Among the records that follow, set down only the lines from the one containing "Target: smiling woman" to the one containing "Place one keypoint on each instance of the beach sand, using", both included, exactly.

Items listed in a dataset:
╭──
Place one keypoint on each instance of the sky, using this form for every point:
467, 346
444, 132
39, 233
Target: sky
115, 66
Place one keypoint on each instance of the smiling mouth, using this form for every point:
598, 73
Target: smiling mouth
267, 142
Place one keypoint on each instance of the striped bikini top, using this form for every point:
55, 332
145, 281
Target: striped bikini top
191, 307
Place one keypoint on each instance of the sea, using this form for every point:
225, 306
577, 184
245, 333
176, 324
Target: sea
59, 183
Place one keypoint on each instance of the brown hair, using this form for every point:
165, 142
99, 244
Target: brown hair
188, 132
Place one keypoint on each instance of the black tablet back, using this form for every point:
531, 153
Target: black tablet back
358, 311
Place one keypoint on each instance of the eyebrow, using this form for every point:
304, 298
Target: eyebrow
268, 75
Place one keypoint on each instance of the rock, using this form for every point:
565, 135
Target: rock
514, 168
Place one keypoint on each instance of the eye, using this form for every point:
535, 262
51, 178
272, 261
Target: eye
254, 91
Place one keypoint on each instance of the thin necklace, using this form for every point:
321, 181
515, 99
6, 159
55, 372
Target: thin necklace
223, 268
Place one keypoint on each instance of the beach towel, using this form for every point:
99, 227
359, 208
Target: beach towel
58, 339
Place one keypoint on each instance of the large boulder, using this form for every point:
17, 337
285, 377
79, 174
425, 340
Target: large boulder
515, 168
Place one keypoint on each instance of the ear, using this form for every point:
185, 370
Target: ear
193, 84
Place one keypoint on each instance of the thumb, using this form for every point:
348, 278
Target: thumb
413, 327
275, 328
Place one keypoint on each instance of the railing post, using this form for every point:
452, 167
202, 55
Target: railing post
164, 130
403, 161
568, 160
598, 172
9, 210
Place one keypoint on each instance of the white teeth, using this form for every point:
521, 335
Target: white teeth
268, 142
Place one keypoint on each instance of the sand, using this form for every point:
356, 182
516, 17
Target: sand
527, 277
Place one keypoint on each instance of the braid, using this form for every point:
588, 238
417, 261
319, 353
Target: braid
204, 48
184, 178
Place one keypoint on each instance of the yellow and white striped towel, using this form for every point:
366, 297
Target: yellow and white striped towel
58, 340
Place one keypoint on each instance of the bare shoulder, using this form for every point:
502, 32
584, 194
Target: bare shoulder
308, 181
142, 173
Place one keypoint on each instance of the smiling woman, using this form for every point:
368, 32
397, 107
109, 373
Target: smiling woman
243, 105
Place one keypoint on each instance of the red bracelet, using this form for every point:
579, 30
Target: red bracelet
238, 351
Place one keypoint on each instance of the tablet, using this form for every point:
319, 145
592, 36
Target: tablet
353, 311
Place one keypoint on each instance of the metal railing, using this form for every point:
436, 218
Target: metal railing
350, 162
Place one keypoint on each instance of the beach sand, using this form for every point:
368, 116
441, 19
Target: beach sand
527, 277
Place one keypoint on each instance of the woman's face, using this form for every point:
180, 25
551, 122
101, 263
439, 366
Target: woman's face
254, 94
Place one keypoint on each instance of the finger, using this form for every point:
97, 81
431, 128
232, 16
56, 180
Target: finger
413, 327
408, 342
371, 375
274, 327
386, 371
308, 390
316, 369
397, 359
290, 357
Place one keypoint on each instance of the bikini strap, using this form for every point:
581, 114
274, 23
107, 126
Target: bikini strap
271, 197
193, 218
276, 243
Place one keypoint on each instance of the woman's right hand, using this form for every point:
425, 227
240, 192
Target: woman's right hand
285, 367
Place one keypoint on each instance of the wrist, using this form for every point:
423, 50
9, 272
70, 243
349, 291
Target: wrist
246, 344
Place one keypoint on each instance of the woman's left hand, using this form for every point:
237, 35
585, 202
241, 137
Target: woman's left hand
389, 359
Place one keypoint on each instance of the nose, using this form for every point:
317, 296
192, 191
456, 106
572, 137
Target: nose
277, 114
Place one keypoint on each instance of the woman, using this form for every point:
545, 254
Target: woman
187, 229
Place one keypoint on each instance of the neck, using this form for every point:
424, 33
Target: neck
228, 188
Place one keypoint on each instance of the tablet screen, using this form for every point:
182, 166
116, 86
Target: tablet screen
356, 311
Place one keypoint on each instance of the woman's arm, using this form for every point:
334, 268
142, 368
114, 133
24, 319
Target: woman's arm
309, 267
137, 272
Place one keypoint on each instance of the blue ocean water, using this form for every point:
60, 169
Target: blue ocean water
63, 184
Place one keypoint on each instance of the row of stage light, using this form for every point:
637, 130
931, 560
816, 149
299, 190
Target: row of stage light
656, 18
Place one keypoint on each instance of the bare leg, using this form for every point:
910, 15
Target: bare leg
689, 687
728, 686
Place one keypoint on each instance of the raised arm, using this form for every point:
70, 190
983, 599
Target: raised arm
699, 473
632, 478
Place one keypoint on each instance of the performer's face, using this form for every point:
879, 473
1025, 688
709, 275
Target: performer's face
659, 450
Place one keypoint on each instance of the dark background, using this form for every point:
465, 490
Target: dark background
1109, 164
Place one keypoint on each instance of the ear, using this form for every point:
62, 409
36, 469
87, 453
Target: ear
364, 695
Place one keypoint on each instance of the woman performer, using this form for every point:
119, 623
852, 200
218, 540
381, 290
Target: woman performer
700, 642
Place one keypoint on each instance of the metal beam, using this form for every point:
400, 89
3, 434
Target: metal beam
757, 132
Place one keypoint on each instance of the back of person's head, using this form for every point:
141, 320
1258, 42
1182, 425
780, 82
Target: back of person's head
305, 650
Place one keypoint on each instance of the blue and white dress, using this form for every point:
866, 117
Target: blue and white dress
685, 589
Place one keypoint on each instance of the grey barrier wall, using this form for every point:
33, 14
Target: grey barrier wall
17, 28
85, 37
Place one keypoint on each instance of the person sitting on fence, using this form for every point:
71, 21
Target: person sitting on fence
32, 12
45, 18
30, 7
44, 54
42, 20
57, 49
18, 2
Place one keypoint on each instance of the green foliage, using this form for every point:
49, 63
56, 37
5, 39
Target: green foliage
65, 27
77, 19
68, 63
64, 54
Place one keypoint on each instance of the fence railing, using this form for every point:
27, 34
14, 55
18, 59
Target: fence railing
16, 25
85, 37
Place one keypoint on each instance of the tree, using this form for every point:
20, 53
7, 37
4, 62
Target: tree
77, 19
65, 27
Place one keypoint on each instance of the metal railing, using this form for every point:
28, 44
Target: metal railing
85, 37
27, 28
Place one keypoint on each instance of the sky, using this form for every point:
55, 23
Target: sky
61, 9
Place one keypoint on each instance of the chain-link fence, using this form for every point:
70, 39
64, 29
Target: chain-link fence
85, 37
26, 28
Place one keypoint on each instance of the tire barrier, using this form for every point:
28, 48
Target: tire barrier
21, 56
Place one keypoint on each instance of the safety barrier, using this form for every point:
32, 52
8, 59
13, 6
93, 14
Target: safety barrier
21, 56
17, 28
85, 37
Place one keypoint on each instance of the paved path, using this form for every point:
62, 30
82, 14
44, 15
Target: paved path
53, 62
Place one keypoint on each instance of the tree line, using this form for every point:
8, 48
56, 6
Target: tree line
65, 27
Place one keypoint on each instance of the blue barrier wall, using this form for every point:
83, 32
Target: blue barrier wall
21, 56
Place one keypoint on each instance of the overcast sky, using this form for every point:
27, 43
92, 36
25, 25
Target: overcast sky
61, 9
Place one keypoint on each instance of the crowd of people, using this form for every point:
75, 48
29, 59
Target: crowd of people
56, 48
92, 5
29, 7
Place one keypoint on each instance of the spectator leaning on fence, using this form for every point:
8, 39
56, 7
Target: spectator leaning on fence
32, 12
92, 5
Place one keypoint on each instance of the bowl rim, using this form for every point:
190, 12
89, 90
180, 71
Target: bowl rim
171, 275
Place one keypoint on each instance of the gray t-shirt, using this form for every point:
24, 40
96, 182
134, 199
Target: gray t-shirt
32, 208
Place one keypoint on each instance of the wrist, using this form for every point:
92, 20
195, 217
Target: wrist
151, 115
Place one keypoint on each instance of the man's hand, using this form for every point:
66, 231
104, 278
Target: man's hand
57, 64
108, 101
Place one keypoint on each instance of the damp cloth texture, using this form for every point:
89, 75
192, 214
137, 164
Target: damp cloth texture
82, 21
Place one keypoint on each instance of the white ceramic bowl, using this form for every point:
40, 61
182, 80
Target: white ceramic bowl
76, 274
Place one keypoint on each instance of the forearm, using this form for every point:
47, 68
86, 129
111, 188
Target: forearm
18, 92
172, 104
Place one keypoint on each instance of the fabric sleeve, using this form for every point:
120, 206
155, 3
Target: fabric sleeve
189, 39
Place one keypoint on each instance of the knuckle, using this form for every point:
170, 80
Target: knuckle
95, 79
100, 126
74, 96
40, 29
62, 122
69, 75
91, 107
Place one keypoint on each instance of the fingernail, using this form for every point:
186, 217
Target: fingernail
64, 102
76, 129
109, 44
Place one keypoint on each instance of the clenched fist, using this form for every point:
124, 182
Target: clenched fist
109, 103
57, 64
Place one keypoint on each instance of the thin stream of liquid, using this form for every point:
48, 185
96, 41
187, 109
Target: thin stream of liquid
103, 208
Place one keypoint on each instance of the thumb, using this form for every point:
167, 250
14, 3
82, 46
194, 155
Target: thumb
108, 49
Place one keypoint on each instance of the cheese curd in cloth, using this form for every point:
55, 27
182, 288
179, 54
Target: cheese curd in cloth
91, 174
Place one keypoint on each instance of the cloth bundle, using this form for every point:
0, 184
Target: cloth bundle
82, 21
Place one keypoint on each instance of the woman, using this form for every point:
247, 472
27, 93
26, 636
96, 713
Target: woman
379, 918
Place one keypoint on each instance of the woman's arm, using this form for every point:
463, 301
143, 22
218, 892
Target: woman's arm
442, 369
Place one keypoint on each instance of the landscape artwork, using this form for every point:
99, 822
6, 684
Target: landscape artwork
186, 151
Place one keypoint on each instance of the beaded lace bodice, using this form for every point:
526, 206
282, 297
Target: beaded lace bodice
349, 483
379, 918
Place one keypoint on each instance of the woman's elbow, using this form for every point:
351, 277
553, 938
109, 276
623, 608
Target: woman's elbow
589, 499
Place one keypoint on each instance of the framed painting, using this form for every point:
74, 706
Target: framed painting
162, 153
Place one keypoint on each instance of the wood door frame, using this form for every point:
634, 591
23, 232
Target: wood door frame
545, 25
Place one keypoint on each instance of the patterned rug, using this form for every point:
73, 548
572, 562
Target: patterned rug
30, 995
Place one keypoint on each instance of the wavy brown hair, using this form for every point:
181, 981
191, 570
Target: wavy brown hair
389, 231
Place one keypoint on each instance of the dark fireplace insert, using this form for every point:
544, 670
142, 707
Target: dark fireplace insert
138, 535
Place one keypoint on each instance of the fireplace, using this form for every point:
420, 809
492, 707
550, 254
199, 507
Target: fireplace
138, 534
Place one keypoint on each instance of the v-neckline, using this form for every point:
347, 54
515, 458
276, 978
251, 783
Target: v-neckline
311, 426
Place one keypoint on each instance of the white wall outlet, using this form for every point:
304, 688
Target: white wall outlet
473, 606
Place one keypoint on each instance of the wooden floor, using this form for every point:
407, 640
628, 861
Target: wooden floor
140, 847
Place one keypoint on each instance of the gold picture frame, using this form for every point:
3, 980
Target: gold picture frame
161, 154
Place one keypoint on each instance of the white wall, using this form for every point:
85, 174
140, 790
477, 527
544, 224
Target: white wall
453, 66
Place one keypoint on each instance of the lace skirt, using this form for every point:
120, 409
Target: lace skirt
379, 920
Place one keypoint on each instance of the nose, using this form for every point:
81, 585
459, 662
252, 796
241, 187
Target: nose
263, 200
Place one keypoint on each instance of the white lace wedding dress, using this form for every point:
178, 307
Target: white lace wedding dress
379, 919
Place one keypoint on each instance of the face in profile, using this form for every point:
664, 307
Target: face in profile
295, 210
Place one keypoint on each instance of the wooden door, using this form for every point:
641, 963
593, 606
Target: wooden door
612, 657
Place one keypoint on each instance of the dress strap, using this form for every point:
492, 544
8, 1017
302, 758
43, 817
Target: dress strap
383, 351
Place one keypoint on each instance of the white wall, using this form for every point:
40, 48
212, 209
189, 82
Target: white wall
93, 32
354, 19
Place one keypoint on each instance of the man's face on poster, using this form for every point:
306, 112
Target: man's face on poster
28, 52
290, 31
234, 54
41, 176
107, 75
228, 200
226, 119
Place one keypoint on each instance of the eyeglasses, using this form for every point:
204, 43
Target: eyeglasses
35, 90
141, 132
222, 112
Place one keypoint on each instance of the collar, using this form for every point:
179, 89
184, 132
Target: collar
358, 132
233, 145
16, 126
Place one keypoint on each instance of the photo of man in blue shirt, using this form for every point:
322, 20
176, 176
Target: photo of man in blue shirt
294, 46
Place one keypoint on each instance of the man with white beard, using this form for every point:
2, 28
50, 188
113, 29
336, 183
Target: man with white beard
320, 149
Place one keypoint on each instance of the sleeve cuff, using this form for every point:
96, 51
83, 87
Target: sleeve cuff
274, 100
╰──
(ANSWER SECTION):
Target: smiling woman
243, 105
Place one keypoint on each instance of the red bracelet, using this form for every point:
579, 30
Target: red bracelet
238, 351
Place one keypoint on each instance of the tablet, using this form for every point:
319, 145
592, 36
Target: tablet
353, 311
Place one keypoint on each instance of the metal railing, using this form for every point:
436, 218
Target: metal railing
350, 162
Place one keypoint on each instance of the beach sand, using this form for every point:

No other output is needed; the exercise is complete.